| Set problem 1 |
Decide whether each statement below agrees with the Saariaho opera passage. For each, answer yes or no and quote the deciding words of the passage exactly. (a) Santa Fe Opera's summer festival always includes one premiere among the five operas it presents. (b) Monica Groop sings the role of Clémence. (c) The performance of ‘L'amour de loin’ lasted three hours.
| Set problem 2 |
From the records, reproduce the part that opens with the line containing "mark the region of every instance of the suit" and closes with the line containing "133], [115, 162]]]", both lines included. Leave the pictures out of the answer.

There are plenty of parallels between Debussy's opera and Saariaho's.
Both concern the psychological workings of an ill-starred love affair.
Both plots are easily summarized but laden with symbolism. And, most
significantly, both use a musical language that, on the surface at least,
seems gauzy and is mostly delicate.
All those thoughts came to mind as ‘L'amour de loin’
spun out its two hours on the stage of Santa Fe Opera, which always
includes one premiere among the five operas it presents in its summer
festival. This one has a big advantage with the gorgeous voices singing
the opera's three roles. Canadian baritone Gerald Finley sings Jaufré
Rudel, a 12th century troubador who falls in love with a princess across
the sea purely on the description provided by The Pilgrim, played by
Finnish mezzo-soprano Monica Groop, best known for her work in early
music. American soprano Dawn Upshaw plays Clémence, the princess
who is the love from afar.

| Provided data |
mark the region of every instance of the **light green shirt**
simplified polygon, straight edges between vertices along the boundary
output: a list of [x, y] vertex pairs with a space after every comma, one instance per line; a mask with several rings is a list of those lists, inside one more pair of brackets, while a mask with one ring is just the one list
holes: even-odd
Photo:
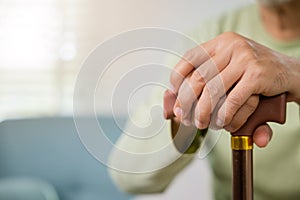
[[[201, 26], [199, 29], [193, 31], [191, 37], [200, 43], [226, 31], [239, 33], [271, 49], [300, 58], [300, 40], [283, 43], [272, 38], [262, 26], [256, 5], [244, 7], [222, 16], [219, 20]], [[157, 95], [154, 95], [148, 103], [145, 103], [135, 113], [133, 119], [140, 122], [144, 121], [145, 111], [147, 108], [149, 109], [149, 106], [162, 104], [162, 94], [163, 91], [159, 91]], [[152, 121], [152, 128], [143, 129], [145, 134], [151, 132], [155, 124], [161, 126], [160, 120], [163, 119], [158, 116]], [[289, 103], [287, 106], [286, 123], [284, 125], [270, 123], [273, 129], [273, 138], [268, 147], [254, 149], [255, 200], [300, 199], [299, 122], [299, 105]], [[134, 127], [129, 125], [127, 130], [132, 131]], [[117, 147], [130, 152], [140, 153], [155, 151], [155, 149], [165, 147], [166, 144], [172, 142], [170, 122], [166, 122], [156, 132], [157, 134], [154, 137], [145, 140], [138, 140], [128, 135], [123, 135], [119, 139]], [[210, 132], [211, 130], [208, 134]], [[213, 169], [215, 199], [217, 200], [231, 199], [230, 136], [225, 131], [223, 132], [216, 146], [208, 155]], [[111, 155], [111, 163], [121, 166], [122, 162], [126, 162], [126, 169], [130, 168], [130, 170], [125, 169], [124, 171], [134, 171], [137, 169], [145, 169], [147, 171], [151, 165], [157, 168], [159, 168], [158, 166], [165, 167], [156, 171], [139, 174], [111, 170], [111, 175], [123, 190], [132, 193], [161, 192], [194, 157], [193, 154], [185, 154], [177, 159], [180, 154], [174, 146], [170, 147], [168, 151], [161, 154], [159, 158], [155, 159], [146, 156], [143, 158], [144, 160], [126, 158], [126, 156], [121, 156], [115, 151]], [[161, 165], [154, 165], [152, 163], [161, 163]]]

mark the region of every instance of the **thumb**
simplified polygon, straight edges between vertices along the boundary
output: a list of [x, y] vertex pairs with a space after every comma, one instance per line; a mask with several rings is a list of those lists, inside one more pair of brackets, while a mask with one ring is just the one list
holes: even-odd
[[258, 147], [266, 147], [273, 135], [273, 131], [268, 124], [257, 127], [253, 134], [253, 141]]

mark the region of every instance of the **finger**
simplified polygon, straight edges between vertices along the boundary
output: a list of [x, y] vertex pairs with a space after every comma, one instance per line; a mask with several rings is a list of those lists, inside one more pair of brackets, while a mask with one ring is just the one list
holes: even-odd
[[164, 118], [171, 119], [174, 117], [173, 107], [176, 101], [176, 95], [170, 90], [164, 93]]
[[240, 77], [239, 70], [228, 70], [229, 68], [231, 66], [226, 67], [219, 75], [215, 76], [203, 89], [195, 110], [195, 124], [199, 124], [198, 128], [200, 129], [208, 127], [217, 103]]
[[255, 111], [255, 109], [258, 106], [258, 103], [259, 103], [258, 95], [250, 96], [246, 101], [246, 103], [242, 105], [242, 107], [233, 116], [229, 124], [225, 124], [224, 128], [229, 132], [237, 131], [247, 121], [248, 117]]
[[263, 124], [256, 128], [253, 133], [253, 141], [258, 147], [266, 147], [273, 135], [273, 131], [269, 125]]
[[221, 56], [212, 57], [195, 69], [183, 81], [178, 91], [177, 101], [174, 105], [175, 109], [176, 107], [182, 109], [183, 119], [191, 117], [192, 104], [201, 94], [206, 82], [216, 76], [228, 64], [228, 60], [228, 58], [225, 59]]
[[218, 112], [217, 125], [229, 124], [237, 111], [246, 103], [254, 93], [254, 86], [246, 79], [241, 79], [228, 94], [225, 103]]
[[178, 92], [180, 85], [188, 74], [211, 57], [209, 52], [214, 45], [210, 43], [212, 41], [190, 49], [176, 64], [170, 76], [170, 83], [174, 93]]

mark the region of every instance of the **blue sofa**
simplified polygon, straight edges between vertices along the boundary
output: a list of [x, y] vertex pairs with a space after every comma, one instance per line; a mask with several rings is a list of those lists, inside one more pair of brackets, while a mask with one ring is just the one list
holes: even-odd
[[[112, 118], [99, 120], [116, 140], [120, 130], [110, 126]], [[125, 119], [121, 122], [124, 125]], [[44, 181], [60, 200], [132, 199], [116, 188], [107, 168], [82, 145], [72, 117], [1, 122], [0, 185], [9, 179]], [[1, 190], [0, 199], [5, 199]]]

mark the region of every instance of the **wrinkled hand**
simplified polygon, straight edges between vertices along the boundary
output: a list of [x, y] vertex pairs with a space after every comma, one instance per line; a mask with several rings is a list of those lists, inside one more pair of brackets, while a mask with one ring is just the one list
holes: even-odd
[[[299, 61], [250, 39], [221, 34], [189, 50], [175, 66], [170, 78], [177, 95], [173, 112], [185, 125], [204, 129], [213, 124], [234, 132], [255, 111], [259, 94], [287, 92], [289, 101], [299, 102], [295, 66]], [[265, 146], [271, 134], [268, 126], [260, 126], [254, 141]]]

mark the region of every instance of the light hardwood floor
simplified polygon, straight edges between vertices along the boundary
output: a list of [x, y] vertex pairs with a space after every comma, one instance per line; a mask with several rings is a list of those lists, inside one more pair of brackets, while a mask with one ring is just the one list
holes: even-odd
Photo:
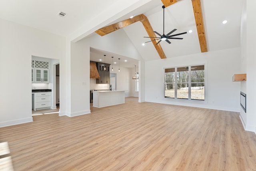
[[34, 116], [0, 141], [15, 171], [256, 171], [256, 135], [239, 113], [137, 101]]

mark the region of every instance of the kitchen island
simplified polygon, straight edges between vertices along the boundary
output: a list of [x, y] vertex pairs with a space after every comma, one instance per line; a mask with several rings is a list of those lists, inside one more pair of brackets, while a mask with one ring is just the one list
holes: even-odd
[[93, 91], [92, 106], [102, 107], [124, 103], [124, 90], [99, 90]]

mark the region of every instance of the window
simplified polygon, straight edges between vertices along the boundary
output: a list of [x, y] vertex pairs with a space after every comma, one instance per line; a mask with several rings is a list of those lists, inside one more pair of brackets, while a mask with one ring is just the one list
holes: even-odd
[[[136, 77], [139, 77], [139, 73], [136, 73]], [[135, 91], [139, 91], [139, 79], [135, 80]]]
[[164, 97], [204, 100], [204, 65], [166, 68]]

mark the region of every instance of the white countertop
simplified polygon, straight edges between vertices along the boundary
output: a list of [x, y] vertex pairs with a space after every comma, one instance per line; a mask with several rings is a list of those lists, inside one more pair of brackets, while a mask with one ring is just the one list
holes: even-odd
[[116, 89], [116, 90], [112, 90], [110, 91], [110, 90], [98, 90], [98, 91], [94, 91], [93, 92], [112, 92], [112, 91], [124, 91], [124, 90], [122, 89]]

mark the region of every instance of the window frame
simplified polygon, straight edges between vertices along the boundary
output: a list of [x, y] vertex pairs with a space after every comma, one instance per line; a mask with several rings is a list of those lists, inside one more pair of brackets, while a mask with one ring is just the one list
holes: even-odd
[[[135, 74], [136, 77], [139, 77], [139, 73], [136, 72]], [[135, 92], [139, 92], [140, 83], [139, 83], [139, 79], [135, 80]]]
[[[191, 67], [194, 66], [198, 66], [200, 65], [204, 65], [204, 99], [200, 100], [196, 99], [191, 99]], [[185, 82], [179, 82], [177, 83], [177, 68], [178, 68], [186, 67], [188, 67], [188, 83]], [[193, 64], [190, 65], [186, 65], [182, 66], [170, 66], [169, 67], [164, 68], [163, 68], [163, 96], [164, 99], [168, 99], [170, 100], [173, 101], [191, 101], [193, 102], [199, 103], [207, 103], [207, 63], [201, 64]], [[165, 82], [165, 70], [169, 68], [174, 68], [174, 80], [175, 80], [174, 82], [174, 93], [175, 97], [165, 97], [165, 84], [166, 84]], [[193, 82], [192, 83], [195, 83], [195, 82]], [[202, 83], [202, 82], [201, 82]], [[167, 84], [172, 84], [172, 83], [167, 83]], [[188, 99], [182, 99], [182, 98], [177, 98], [177, 86], [178, 84], [188, 84]]]

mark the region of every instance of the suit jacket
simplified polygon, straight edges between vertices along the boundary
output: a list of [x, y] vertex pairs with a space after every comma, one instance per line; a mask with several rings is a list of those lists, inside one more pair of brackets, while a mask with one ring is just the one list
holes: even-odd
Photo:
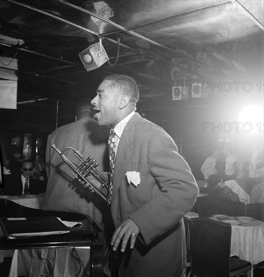
[[[21, 174], [15, 174], [5, 183], [4, 193], [7, 195], [18, 195], [22, 194], [23, 185], [21, 180]], [[44, 181], [29, 178], [29, 193], [30, 194], [39, 194], [45, 192], [46, 183]]]
[[[136, 186], [127, 171], [140, 173]], [[111, 212], [117, 228], [128, 218], [138, 227], [135, 248], [119, 249], [120, 277], [180, 276], [185, 264], [183, 217], [198, 188], [171, 137], [136, 113], [122, 133], [115, 162]]]

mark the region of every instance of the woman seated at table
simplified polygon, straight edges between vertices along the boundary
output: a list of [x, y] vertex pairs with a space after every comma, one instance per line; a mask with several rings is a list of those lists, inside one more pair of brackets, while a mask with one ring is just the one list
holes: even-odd
[[34, 164], [30, 160], [25, 160], [21, 168], [22, 174], [15, 174], [5, 182], [4, 193], [7, 195], [39, 194], [46, 191], [45, 181], [32, 178]]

| Answer 1 |
(a) Yes: "which always includes one premiere among the five operas it presents in its summer festival"
(b) No: "American soprano Dawn Upshaw plays Clémence, the princess who is the love from afar"
(c) No: "spun out its two hours on the stage of Santa Fe Opera"

| Answer 2 |
mark the region of every instance of the suit jacket
simplified polygon, straight edges between vertices along the boundary
output: a list of [x, y] vertex pairs with a space after every comma, one instance per line; a mask with several rings is a list of those lists, inside one more pair of brackets, while a mask with one ring is just the one list
holes: even-odd
Photo:
[[[21, 174], [15, 174], [5, 183], [4, 193], [7, 195], [18, 195], [22, 194], [23, 185], [21, 180]], [[44, 181], [29, 178], [29, 193], [30, 194], [39, 194], [45, 192], [46, 183]]]
[[[136, 186], [127, 171], [140, 173]], [[111, 212], [117, 228], [128, 218], [138, 227], [135, 248], [119, 249], [120, 277], [180, 276], [185, 264], [183, 217], [198, 188], [171, 137], [136, 113], [122, 133], [115, 162]]]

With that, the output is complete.